Written request :: Rewrite each of the entries below with "Drop a point" swapped for "Place a marker" wherever it occurs, keeping every other character as it is.

Records for the exercise ::
+--

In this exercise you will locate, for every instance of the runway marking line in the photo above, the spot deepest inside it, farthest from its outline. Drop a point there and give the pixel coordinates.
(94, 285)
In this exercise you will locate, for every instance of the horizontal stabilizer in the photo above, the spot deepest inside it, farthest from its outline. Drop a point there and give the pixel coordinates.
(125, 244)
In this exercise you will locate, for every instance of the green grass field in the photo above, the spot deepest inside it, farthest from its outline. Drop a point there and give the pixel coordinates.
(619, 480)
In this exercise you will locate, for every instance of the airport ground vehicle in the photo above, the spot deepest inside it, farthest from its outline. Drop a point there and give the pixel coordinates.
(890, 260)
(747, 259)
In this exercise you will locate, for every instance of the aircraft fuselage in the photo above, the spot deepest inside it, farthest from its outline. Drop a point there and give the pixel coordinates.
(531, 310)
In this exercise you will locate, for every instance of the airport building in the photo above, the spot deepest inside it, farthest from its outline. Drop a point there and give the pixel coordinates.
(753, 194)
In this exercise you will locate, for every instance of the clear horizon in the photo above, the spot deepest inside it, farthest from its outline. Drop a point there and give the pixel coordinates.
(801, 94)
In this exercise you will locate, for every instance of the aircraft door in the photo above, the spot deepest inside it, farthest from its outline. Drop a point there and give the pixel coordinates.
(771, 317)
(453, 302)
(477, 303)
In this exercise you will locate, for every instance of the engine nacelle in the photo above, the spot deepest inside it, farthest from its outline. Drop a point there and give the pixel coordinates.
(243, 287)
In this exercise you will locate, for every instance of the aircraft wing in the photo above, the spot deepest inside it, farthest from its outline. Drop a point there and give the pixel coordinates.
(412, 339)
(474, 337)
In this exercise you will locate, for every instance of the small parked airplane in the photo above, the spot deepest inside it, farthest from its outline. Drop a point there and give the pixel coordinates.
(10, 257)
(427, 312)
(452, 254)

+--

Answer for this exercise ::
In this exercise you will locate, for every instance of the runway marking line in the photo above, the spot deepest inside it, farthest from its outline. Place a marker there and give the pixel coordinates.
(94, 285)
In this exercise you will locate, for every instance of the horizontal stabilizer in the photo above, the spot deepest inside it, farthest from its outline. Place a marker there and give the pixel coordinates.
(125, 244)
In this exercise you will locate, for every instance of the green grass field in the photo above, the spot deepest inside it, farthest from its outline. Place a marker there and give the pixel coordinates.
(619, 480)
In this exercise you will locate, for every instance of the airport ground vehicle in the photo above, the spot deepest inside it, farthest from its outline. Place a marker there and give the pixel coordinates.
(890, 260)
(747, 259)
In this exercise you will locate, for every instance of the aircraft fuselage in the photo above, the spot deepest inside it, farthest from its outline. Place a marker there and give the pixel coordinates.
(531, 310)
In this exercise you will locate, for every instance of the airport building in the photo above, the spot deepest inside it, farthest from its outline. Place a marker there and give the pixel coordinates.
(753, 194)
In this exercise you will locate, for every instance of the clear horizon in the photo above, the spot deepest inside it, farthest from its outline. Place a marker there and give the pixel coordinates.
(801, 94)
In this exercise you will locate, for every instance of the aircraft door in the photo above, the spot deepest inside it, farthest from its outline. Place a marker there and give the pixel coordinates.
(771, 317)
(453, 302)
(477, 303)
In this exercise you will locate, for every instance of the engine nacelle in the photo above, the spot deepest inside it, farthest from its outline. Place a marker there and give the pixel coordinates.
(243, 287)
In this exercise you will locate, for every instance of the aircraft wing in the photo above, the spot deepest inside it, farthest from its outline. Place a marker there and give the pixel coordinates.
(412, 339)
(474, 337)
In this exercise you will locate, for every instance of the small parked airplane in the photo above, the spot deepest inside it, farthest from its outline. Place a marker there and give the pixel coordinates.
(10, 257)
(427, 312)
(452, 254)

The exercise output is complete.